#### STORED DATA:
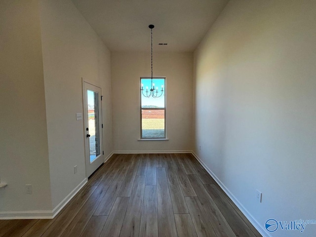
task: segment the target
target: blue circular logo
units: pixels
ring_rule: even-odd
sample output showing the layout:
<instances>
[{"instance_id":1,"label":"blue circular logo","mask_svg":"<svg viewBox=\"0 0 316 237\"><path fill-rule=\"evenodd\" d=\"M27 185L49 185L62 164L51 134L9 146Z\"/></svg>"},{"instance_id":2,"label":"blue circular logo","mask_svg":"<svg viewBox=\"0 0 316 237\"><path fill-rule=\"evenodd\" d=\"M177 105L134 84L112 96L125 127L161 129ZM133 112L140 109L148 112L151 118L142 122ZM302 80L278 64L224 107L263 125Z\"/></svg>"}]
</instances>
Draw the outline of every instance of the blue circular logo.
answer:
<instances>
[{"instance_id":1,"label":"blue circular logo","mask_svg":"<svg viewBox=\"0 0 316 237\"><path fill-rule=\"evenodd\" d=\"M274 232L278 227L277 222L274 219L269 219L266 222L266 229L269 232Z\"/></svg>"}]
</instances>

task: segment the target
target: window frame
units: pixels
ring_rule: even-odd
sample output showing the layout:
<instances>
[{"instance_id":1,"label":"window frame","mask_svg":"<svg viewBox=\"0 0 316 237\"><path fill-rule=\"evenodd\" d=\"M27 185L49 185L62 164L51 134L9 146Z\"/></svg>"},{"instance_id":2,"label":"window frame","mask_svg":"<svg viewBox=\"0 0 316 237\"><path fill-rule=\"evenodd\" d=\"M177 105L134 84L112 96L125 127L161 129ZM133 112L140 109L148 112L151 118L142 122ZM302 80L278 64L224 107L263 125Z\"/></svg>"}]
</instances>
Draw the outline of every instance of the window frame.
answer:
<instances>
[{"instance_id":1,"label":"window frame","mask_svg":"<svg viewBox=\"0 0 316 237\"><path fill-rule=\"evenodd\" d=\"M141 77L139 80L139 85L140 87L139 88L141 88L142 85L142 79L151 79L151 77ZM166 129L166 84L167 84L167 80L165 77L153 77L153 79L162 79L164 80L164 91L163 94L161 96L164 97L164 107L163 108L142 108L142 97L143 96L142 94L142 91L140 91L140 140L167 140L167 129ZM164 137L143 137L143 128L142 128L142 110L164 110Z\"/></svg>"}]
</instances>

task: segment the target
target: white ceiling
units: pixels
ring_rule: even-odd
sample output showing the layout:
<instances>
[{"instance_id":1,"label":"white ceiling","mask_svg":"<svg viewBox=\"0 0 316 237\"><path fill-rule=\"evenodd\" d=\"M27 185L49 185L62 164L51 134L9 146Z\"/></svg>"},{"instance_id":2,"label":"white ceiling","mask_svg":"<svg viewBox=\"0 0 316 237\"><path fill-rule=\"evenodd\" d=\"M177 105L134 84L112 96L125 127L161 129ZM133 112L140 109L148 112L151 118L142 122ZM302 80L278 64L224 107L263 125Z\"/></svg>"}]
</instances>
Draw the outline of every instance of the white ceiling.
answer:
<instances>
[{"instance_id":1,"label":"white ceiling","mask_svg":"<svg viewBox=\"0 0 316 237\"><path fill-rule=\"evenodd\" d=\"M72 0L111 51L192 52L229 0Z\"/></svg>"}]
</instances>

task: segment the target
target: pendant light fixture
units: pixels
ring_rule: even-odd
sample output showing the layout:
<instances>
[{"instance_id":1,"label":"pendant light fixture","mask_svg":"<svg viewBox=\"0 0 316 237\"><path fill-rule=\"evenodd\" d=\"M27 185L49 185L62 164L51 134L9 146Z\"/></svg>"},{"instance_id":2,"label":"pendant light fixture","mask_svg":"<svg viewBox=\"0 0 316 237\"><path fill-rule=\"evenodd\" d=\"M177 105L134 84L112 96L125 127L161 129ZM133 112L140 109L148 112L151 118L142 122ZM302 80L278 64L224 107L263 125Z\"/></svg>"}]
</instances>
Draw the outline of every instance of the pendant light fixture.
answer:
<instances>
[{"instance_id":1,"label":"pendant light fixture","mask_svg":"<svg viewBox=\"0 0 316 237\"><path fill-rule=\"evenodd\" d=\"M150 25L148 26L148 27L150 29L151 36L152 81L151 83L151 88L149 89L149 91L148 90L148 86L146 86L146 90L144 92L144 89L143 88L144 85L143 84L142 84L142 87L140 90L142 92L143 96L145 97L149 98L151 96L153 98L158 98L162 95L162 93L163 93L163 85L161 85L161 90L159 90L158 86L156 86L155 87L155 83L153 83L153 29L155 27L155 26L154 25ZM159 95L158 95L158 90L159 93L160 94ZM144 93L146 93L146 94L145 95Z\"/></svg>"}]
</instances>

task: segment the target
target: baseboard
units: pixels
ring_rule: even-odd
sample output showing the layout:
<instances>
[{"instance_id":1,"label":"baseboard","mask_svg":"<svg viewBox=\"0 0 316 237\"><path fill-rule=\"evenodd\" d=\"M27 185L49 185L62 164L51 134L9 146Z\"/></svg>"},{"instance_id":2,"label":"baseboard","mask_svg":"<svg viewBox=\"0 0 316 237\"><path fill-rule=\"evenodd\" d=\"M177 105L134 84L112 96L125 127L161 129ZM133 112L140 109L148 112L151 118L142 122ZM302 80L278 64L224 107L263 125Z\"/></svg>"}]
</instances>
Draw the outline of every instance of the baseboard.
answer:
<instances>
[{"instance_id":1,"label":"baseboard","mask_svg":"<svg viewBox=\"0 0 316 237\"><path fill-rule=\"evenodd\" d=\"M108 161L108 160L112 156L112 155L113 155L113 152L111 152L110 153L110 154L109 154L107 157L104 158L104 160L103 160L103 163L105 163L106 162L107 162Z\"/></svg>"},{"instance_id":2,"label":"baseboard","mask_svg":"<svg viewBox=\"0 0 316 237\"><path fill-rule=\"evenodd\" d=\"M0 220L52 219L52 211L1 211Z\"/></svg>"},{"instance_id":3,"label":"baseboard","mask_svg":"<svg viewBox=\"0 0 316 237\"><path fill-rule=\"evenodd\" d=\"M159 154L166 153L192 153L192 151L181 150L181 151L114 151L112 154Z\"/></svg>"},{"instance_id":4,"label":"baseboard","mask_svg":"<svg viewBox=\"0 0 316 237\"><path fill-rule=\"evenodd\" d=\"M62 209L70 201L87 183L85 178L67 196L58 204L53 210L2 211L0 212L0 220L14 219L53 219Z\"/></svg>"},{"instance_id":5,"label":"baseboard","mask_svg":"<svg viewBox=\"0 0 316 237\"><path fill-rule=\"evenodd\" d=\"M225 185L220 180L220 179L215 175L215 174L205 165L198 156L194 152L192 152L192 155L194 156L197 160L201 164L204 169L207 171L209 175L212 176L214 180L217 183L221 188L225 192L227 196L229 197L233 202L237 206L237 207L243 214L246 218L250 222L255 228L259 232L259 233L263 237L272 237L269 234L267 233L266 231L261 227L259 222L252 216L252 215L248 211L244 206L239 201L238 199L229 191L229 190L225 186Z\"/></svg>"},{"instance_id":6,"label":"baseboard","mask_svg":"<svg viewBox=\"0 0 316 237\"><path fill-rule=\"evenodd\" d=\"M62 201L59 202L52 211L52 216L51 219L53 218L58 213L64 208L67 204L82 189L84 185L88 182L87 178L85 178Z\"/></svg>"}]
</instances>

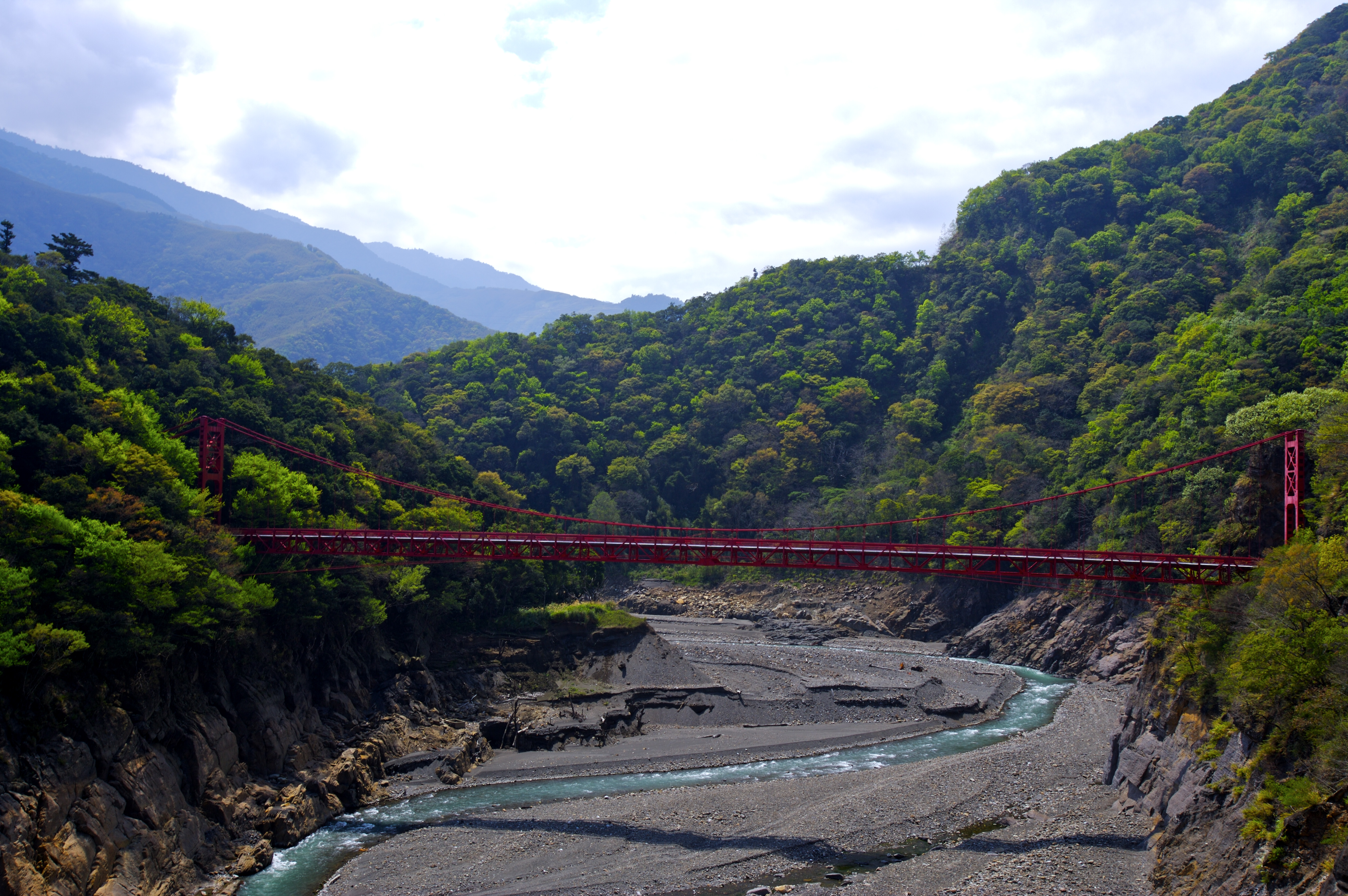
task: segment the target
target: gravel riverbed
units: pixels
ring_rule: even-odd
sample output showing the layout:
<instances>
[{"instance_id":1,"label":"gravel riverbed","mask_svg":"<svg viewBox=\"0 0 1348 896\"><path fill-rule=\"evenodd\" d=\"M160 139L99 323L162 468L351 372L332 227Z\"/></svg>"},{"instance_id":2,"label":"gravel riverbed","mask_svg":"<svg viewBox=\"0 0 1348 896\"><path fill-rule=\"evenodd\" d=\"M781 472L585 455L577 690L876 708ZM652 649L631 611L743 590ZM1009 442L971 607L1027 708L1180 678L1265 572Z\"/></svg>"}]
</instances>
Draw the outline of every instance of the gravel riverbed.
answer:
<instances>
[{"instance_id":1,"label":"gravel riverbed","mask_svg":"<svg viewBox=\"0 0 1348 896\"><path fill-rule=\"evenodd\" d=\"M1112 814L1115 794L1099 783L1122 697L1109 684L1078 684L1045 728L906 765L470 812L372 847L324 892L805 893L837 881L776 876L925 837L937 847L848 880L911 896L1144 893L1150 819ZM961 829L999 818L1011 823L958 839Z\"/></svg>"}]
</instances>

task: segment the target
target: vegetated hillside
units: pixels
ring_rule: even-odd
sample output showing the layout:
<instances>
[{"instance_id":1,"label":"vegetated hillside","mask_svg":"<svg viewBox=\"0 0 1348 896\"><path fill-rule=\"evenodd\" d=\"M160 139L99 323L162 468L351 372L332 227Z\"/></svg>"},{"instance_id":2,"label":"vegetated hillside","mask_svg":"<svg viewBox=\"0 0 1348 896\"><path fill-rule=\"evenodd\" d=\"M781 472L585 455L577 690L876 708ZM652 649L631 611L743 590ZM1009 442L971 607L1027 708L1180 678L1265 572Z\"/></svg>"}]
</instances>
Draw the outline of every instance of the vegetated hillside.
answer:
<instances>
[{"instance_id":1,"label":"vegetated hillside","mask_svg":"<svg viewBox=\"0 0 1348 896\"><path fill-rule=\"evenodd\" d=\"M249 209L214 193L195 190L186 183L121 159L102 159L73 150L43 146L28 137L0 129L0 167L9 168L26 178L38 181L58 190L98 195L136 212L152 210L142 205L146 195L179 216L202 224L224 228L243 228L253 233L266 233L280 240L294 240L303 245L315 245L333 256L344 267L377 278L392 288L431 299L443 286L445 276L423 275L386 259L387 253L372 251L356 237L305 224L293 214L274 209ZM92 178L106 178L127 185L129 189L108 191L90 185ZM449 279L448 286L479 287L503 286L530 288L530 284L512 274L504 274L480 261L464 260L457 268L458 278Z\"/></svg>"},{"instance_id":2,"label":"vegetated hillside","mask_svg":"<svg viewBox=\"0 0 1348 896\"><path fill-rule=\"evenodd\" d=\"M989 507L1328 414L1312 530L1220 616L1196 597L1173 635L1174 686L1267 738L1266 771L1328 792L1348 749L1332 662L1348 594L1345 30L1339 7L1189 115L971 190L936 257L791 261L681 309L569 317L349 381L534 507L736 527ZM913 534L1266 552L1281 458L1246 463Z\"/></svg>"},{"instance_id":3,"label":"vegetated hillside","mask_svg":"<svg viewBox=\"0 0 1348 896\"><path fill-rule=\"evenodd\" d=\"M0 217L15 222L15 249L42 251L53 233L74 232L94 247L90 268L159 295L212 302L293 358L395 360L488 333L480 323L348 271L313 247L129 212L4 168Z\"/></svg>"}]
</instances>

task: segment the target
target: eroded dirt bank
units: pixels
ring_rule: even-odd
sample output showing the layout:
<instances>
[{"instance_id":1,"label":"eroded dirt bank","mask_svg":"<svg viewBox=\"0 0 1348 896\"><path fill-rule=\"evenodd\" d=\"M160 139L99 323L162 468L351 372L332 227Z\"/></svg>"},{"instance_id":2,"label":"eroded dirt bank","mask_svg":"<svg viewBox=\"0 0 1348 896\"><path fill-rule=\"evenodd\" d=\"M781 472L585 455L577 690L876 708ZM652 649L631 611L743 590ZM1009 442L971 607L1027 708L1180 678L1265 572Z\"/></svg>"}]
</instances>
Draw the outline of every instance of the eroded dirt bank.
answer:
<instances>
[{"instance_id":1,"label":"eroded dirt bank","mask_svg":"<svg viewBox=\"0 0 1348 896\"><path fill-rule=\"evenodd\" d=\"M59 730L9 715L0 893L232 892L274 849L390 796L386 761L438 749L466 772L491 756L452 718L474 684L376 643L322 658L247 643L66 697Z\"/></svg>"},{"instance_id":2,"label":"eroded dirt bank","mask_svg":"<svg viewBox=\"0 0 1348 896\"><path fill-rule=\"evenodd\" d=\"M744 892L805 864L996 818L1011 823L851 878L876 893L1147 892L1150 825L1113 811L1100 784L1100 734L1120 699L1085 684L1046 728L909 765L468 814L361 854L325 892Z\"/></svg>"}]
</instances>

#### PROBLEM DESCRIPTION:
Return every line of the records that contains the word "gravel", copying each line in full. Case counts.

#### RESPONSE TO THIS EXERCISE:
target: gravel riverbed
[{"instance_id":1,"label":"gravel riverbed","mask_svg":"<svg viewBox=\"0 0 1348 896\"><path fill-rule=\"evenodd\" d=\"M160 139L99 323L162 468L351 372L332 227Z\"/></svg>"},{"instance_id":2,"label":"gravel riverbed","mask_svg":"<svg viewBox=\"0 0 1348 896\"><path fill-rule=\"evenodd\" d=\"M781 472L585 455L577 690L876 708ZM652 649L631 611L743 590ZM1009 442L971 607L1027 708L1180 678L1265 572Z\"/></svg>"}]
Draw the outline of every instance of the gravel riverbed.
[{"instance_id":1,"label":"gravel riverbed","mask_svg":"<svg viewBox=\"0 0 1348 896\"><path fill-rule=\"evenodd\" d=\"M1112 814L1115 794L1099 783L1122 697L1109 684L1078 684L1045 728L906 765L470 812L372 847L324 892L805 893L837 881L776 876L925 837L937 847L848 880L911 896L1144 893L1150 819ZM961 829L999 818L1011 823L958 839Z\"/></svg>"}]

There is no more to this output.